→ **Goal of the exercise**: Which lines of the records contain the word "navy"? Return each of them in full.

→ **Data supplied**:
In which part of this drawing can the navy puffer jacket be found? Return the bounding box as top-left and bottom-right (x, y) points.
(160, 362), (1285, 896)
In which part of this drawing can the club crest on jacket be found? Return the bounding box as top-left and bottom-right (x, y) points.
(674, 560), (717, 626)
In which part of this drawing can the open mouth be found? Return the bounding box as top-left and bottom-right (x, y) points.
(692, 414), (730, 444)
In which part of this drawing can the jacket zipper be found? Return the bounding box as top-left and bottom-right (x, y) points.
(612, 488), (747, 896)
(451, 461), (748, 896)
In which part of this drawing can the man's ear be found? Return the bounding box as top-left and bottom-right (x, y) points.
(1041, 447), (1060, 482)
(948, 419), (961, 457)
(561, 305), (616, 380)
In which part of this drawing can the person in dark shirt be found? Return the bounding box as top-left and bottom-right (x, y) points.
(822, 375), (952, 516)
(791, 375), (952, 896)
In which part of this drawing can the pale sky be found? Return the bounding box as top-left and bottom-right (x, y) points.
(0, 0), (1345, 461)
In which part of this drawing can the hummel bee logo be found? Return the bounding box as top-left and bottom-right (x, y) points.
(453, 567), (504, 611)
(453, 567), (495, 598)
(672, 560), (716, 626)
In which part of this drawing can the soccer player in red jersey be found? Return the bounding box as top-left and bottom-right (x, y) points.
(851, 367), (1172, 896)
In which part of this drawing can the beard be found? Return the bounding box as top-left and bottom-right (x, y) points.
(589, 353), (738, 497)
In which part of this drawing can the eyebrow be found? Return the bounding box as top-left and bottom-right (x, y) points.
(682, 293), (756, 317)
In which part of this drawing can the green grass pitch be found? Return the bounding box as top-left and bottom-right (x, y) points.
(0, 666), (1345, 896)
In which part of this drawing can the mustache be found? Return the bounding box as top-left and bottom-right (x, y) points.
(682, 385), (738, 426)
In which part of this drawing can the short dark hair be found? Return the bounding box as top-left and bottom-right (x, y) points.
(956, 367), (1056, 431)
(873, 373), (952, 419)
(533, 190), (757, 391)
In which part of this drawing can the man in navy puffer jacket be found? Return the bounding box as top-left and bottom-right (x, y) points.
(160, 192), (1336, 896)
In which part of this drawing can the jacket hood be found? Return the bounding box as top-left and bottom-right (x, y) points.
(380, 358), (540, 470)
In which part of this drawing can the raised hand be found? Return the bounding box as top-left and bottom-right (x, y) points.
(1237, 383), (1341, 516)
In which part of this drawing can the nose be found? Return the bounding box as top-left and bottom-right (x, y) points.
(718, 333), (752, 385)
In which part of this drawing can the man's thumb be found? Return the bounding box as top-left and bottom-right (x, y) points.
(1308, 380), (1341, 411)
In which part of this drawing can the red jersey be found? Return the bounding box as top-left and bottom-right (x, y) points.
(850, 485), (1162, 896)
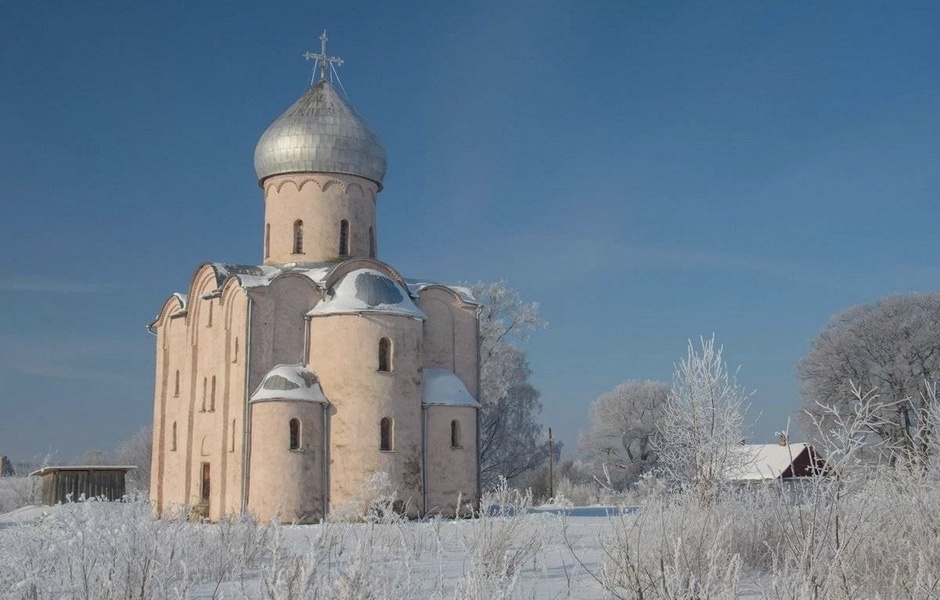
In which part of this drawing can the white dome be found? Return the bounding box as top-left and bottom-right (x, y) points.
(255, 79), (386, 189)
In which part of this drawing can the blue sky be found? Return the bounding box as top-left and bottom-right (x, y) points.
(0, 1), (940, 461)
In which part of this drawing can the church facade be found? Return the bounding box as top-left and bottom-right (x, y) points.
(150, 34), (480, 522)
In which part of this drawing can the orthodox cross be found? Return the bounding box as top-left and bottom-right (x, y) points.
(304, 29), (343, 81)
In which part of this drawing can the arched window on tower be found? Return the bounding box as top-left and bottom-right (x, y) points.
(379, 417), (395, 452)
(379, 338), (392, 373)
(288, 419), (300, 450)
(294, 219), (304, 254)
(339, 219), (349, 256)
(209, 375), (215, 412)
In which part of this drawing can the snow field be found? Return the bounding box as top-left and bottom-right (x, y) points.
(0, 467), (940, 599)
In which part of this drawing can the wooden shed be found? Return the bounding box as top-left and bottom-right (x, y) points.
(30, 465), (137, 506)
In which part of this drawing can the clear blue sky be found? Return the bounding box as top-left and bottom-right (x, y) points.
(0, 0), (940, 460)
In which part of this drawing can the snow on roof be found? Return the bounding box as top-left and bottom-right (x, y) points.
(730, 443), (809, 481)
(209, 263), (340, 288)
(405, 279), (479, 304)
(307, 269), (427, 319)
(250, 365), (327, 402)
(421, 368), (480, 408)
(29, 465), (137, 477)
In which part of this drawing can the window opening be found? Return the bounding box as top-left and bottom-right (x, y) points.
(290, 419), (300, 450)
(379, 417), (394, 452)
(294, 220), (304, 254)
(339, 219), (349, 256)
(201, 463), (210, 504)
(379, 338), (392, 373)
(209, 375), (215, 412)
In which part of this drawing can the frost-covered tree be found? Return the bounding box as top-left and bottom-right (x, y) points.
(798, 293), (940, 462)
(654, 336), (749, 502)
(579, 380), (669, 489)
(115, 425), (153, 492)
(471, 281), (548, 488)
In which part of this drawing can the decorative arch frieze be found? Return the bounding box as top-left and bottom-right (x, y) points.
(323, 257), (410, 295)
(417, 283), (480, 310)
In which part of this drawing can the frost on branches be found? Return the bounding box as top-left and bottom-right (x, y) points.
(579, 380), (669, 491)
(655, 336), (749, 502)
(798, 293), (940, 466)
(471, 281), (548, 488)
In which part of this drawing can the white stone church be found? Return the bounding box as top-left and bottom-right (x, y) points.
(150, 33), (480, 522)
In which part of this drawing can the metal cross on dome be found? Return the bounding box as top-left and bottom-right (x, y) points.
(304, 29), (343, 81)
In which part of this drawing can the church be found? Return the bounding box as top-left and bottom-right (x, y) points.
(149, 32), (480, 523)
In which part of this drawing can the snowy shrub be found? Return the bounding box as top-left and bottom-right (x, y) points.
(460, 478), (543, 597)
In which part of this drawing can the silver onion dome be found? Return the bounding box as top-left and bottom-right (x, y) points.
(255, 79), (386, 189)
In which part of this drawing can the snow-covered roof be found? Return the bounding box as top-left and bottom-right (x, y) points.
(730, 443), (810, 481)
(251, 365), (327, 402)
(421, 368), (480, 408)
(307, 269), (427, 319)
(405, 279), (479, 304)
(29, 465), (137, 477)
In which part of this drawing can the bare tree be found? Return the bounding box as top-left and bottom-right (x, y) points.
(579, 380), (669, 489)
(654, 336), (750, 502)
(472, 281), (548, 488)
(798, 294), (940, 463)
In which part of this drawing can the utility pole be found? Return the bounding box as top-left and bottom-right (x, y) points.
(548, 427), (555, 498)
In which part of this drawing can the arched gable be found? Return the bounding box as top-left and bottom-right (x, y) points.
(415, 283), (480, 310)
(323, 257), (410, 295)
(147, 293), (187, 333)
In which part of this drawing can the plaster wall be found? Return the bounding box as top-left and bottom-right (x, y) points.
(425, 405), (478, 515)
(264, 173), (378, 265)
(308, 313), (424, 516)
(249, 274), (321, 393)
(248, 401), (324, 523)
(417, 287), (480, 400)
(151, 266), (247, 520)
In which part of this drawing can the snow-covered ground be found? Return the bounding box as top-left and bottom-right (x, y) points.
(0, 467), (940, 600)
(0, 502), (636, 598)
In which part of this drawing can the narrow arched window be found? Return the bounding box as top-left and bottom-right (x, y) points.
(339, 219), (349, 256)
(379, 417), (395, 452)
(294, 220), (304, 254)
(289, 419), (300, 450)
(379, 338), (392, 373)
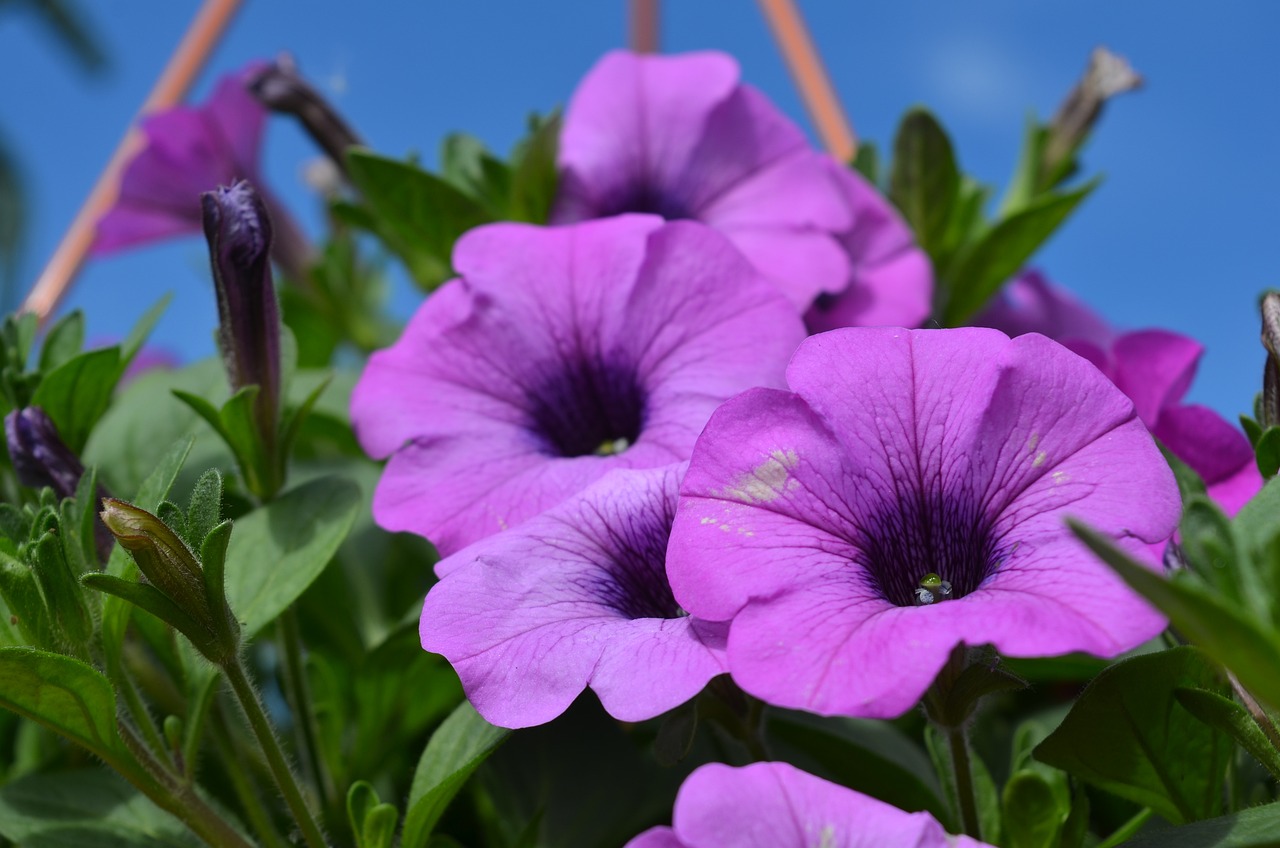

→ **Reply**:
In which part of this drawing can the navy puffer jacket be found? Return the bounding box as top-left and bottom-right (x, y) points.
In which part of this drawing can the man in navy puffer jacket be found? Return the bounding box as top-left and bottom-right (x, y) points.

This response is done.